[Point-per-instance localization data]
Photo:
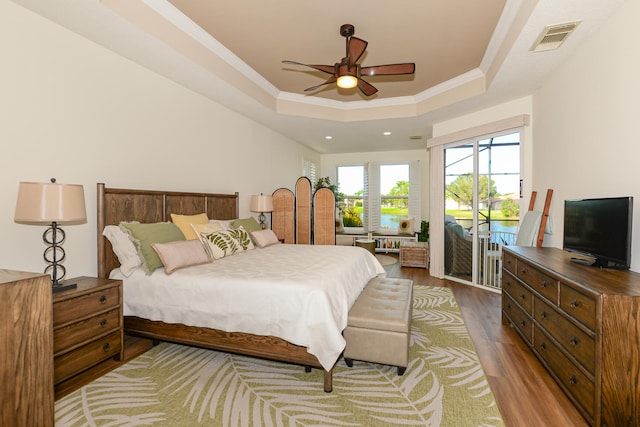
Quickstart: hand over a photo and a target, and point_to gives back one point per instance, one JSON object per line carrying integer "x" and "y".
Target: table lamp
{"x": 44, "y": 203}
{"x": 262, "y": 204}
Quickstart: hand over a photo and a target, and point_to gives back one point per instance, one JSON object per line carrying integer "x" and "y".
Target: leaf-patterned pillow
{"x": 227, "y": 242}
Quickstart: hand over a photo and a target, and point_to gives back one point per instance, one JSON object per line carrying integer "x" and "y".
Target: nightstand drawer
{"x": 86, "y": 356}
{"x": 579, "y": 306}
{"x": 518, "y": 318}
{"x": 538, "y": 281}
{"x": 577, "y": 384}
{"x": 519, "y": 293}
{"x": 77, "y": 308}
{"x": 78, "y": 333}
{"x": 576, "y": 342}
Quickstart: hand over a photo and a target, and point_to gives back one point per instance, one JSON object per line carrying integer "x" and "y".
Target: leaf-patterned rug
{"x": 175, "y": 385}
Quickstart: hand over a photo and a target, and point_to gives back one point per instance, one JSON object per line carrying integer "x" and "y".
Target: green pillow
{"x": 250, "y": 224}
{"x": 144, "y": 235}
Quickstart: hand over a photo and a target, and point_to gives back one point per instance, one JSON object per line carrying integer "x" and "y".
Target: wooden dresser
{"x": 26, "y": 346}
{"x": 583, "y": 324}
{"x": 414, "y": 254}
{"x": 87, "y": 327}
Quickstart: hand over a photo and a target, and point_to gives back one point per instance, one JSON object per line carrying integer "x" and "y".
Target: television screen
{"x": 600, "y": 229}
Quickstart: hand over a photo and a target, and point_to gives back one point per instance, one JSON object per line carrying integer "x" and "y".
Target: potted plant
{"x": 423, "y": 234}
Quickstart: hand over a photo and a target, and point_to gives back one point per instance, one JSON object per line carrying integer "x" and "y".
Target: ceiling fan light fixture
{"x": 347, "y": 82}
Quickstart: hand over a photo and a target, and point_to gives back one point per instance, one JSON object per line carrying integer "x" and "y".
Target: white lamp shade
{"x": 261, "y": 203}
{"x": 50, "y": 202}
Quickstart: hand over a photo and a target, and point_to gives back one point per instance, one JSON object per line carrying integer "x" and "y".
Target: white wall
{"x": 586, "y": 122}
{"x": 330, "y": 162}
{"x": 73, "y": 110}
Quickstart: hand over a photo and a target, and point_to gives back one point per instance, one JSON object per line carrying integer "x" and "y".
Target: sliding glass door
{"x": 482, "y": 192}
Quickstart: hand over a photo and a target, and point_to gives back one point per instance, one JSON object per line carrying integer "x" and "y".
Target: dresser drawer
{"x": 78, "y": 333}
{"x": 413, "y": 257}
{"x": 576, "y": 342}
{"x": 518, "y": 317}
{"x": 521, "y": 294}
{"x": 509, "y": 262}
{"x": 579, "y": 306}
{"x": 538, "y": 281}
{"x": 577, "y": 384}
{"x": 88, "y": 355}
{"x": 73, "y": 309}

- PROBLEM:
Look for "Target: white wall" in the records. Write out its line and every later line through the end exactly, with nothing more.

- SOLUTION:
Target: white wall
{"x": 586, "y": 122}
{"x": 330, "y": 162}
{"x": 73, "y": 110}
Quickstart: hand over a photo and a target, and point_to gives back one point per instance, one JSON object per line carrying integer "x" and "y".
Target: sliding glass door
{"x": 482, "y": 192}
Quickstart: hand over a photo and a target, and point_to gives back one point per instance, one JSON object per line carrying integer "x" and "y".
Target: dresser drawer
{"x": 78, "y": 333}
{"x": 413, "y": 257}
{"x": 576, "y": 342}
{"x": 518, "y": 317}
{"x": 521, "y": 294}
{"x": 509, "y": 262}
{"x": 579, "y": 306}
{"x": 538, "y": 281}
{"x": 577, "y": 384}
{"x": 88, "y": 355}
{"x": 73, "y": 309}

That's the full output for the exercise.